Document text ▸
# Piano and Orchestra: Please Leave Comments



## chopinsky

Note: I have posted this message on other forums as well:

I started this Piece(?) Sometime in 2004 I think. I had some Ideas but I have never really had the chance to put the entire thing together, and there are some parts that I don't like too much. So I am posting this piece here to get some suggestions and constructive criticism of the music. Please feel free to leave comments and suggestions.

As a warning, there is a bit of distortion whenever the timpani or bass drum roles, and since this was done in finale with those sounds that it comes with, the quality might not be too great, but I think its audible enough to get the basic idea.

The Three parts posted are all continuous (All part of one big incomplete movement it seems) at this point


__
https://soundcloud.com/user5098547%2Fpiano-and-orchestra-incomplete


__
https://soundcloud.com/user5098547%2Fpiano-and-orchestra-ii


__
https://soundcloud.com/user5098547%2Fpiano-and-orchestra-iii


----------



## kv466

I think it is pretty awesome! I'm actually only about halfway through the first track and I love the timpani work and really, the entire thing so far...great interplay between piano and orchestra and some really nice things I only wish I was hearing on real instruments...nonetheless, sit hear listening to each note and loving each moment...waiting for the next...sure sign of a good piece!

So, no complaints or suggestions so far from me...something tells me there won't be any. Good stuff.


----------



## chopinsky

I am glad that you like the piece. but you couldn't fine anything that you didn't like at all? I am not really an orchestrator so I doubt that what I have here would sound the same, given a real orchestral performance.


----------



## livioguerra

chopinsky said:


> I am glad that you like the piece. but you couldn't fine anything that you didn't like at all? I am not really an orchestrator so I doubt that what I have here would sound the same, given a *real orchestral performance*.


you are truly gifted ...

Supplied data ▸

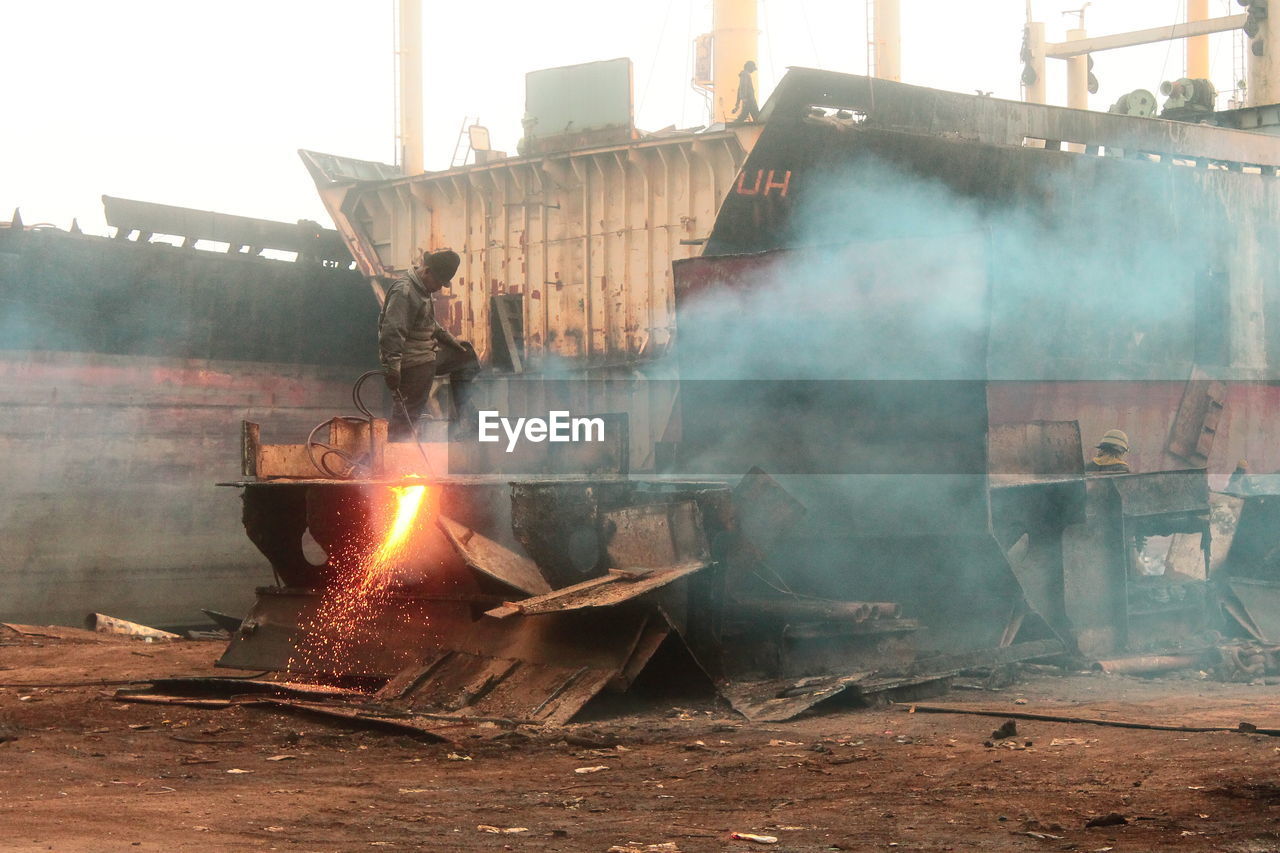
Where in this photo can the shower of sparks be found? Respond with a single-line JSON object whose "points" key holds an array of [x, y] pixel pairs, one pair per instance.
{"points": [[356, 597]]}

Instructions for the task ▸ Reproduce the entire forum thread on the piano and orchestra piece verbatim. The lines above have no connection to the forum thread.

Finished exercise ▸
# Piano and Orchestra: Please Leave Comments



## chopinsky

Note: I have posted this message on other forums as well:

I started this Piece(?) Sometime in 2004 I think. I had some Ideas but I have never really had the chance to put the entire thing together, and there are some parts that I don't like too much. So I am posting this piece here to get some suggestions and constructive criticism of the music. Please feel free to leave comments and suggestions.

As a warning, there is a bit of distortion whenever the timpani or bass drum roles, and since this was done in finale with those sounds that it comes with, the quality might not be too great, but I think its audible enough to get the basic idea.

The Three parts posted are all continuous (All part of one big incomplete movement it seems) at this point


__
https://soundcloud.com/user5098547%2Fpiano-and-orchestra-incomplete


__
https://soundcloud.com/user5098547%2Fpiano-and-orchestra-ii


__
https://soundcloud.com/user5098547%2Fpiano-and-orchestra-iii


----------



## kv466

I think it is pretty awesome! I'm actually only about halfway through the first track and I love the timpani work and really, the entire thing so far...great interplay between piano and orchestra and some really nice things I only wish I was hearing on real instruments...nonetheless, sit hear listening to each note and loving each moment...waiting for the next...sure sign of a good piece!

So, no complaints or suggestions so far from me...something tells me there won't be any. Good stuff.


----------



## chopinsky

I am glad that you like the piece. but you couldn't fine anything that you didn't like at all? I am not really an orchestrator so I doubt that what I have here would sound the same, given a real orchestral performance.


----------



## livioguerra

chopinsky said:


> I am glad that you like the piece. but you couldn't fine anything that you didn't like at all? I am not really an orchestrator so I doubt that what I have here would sound the same, given a *real orchestral performance*.


you are truly gifted ...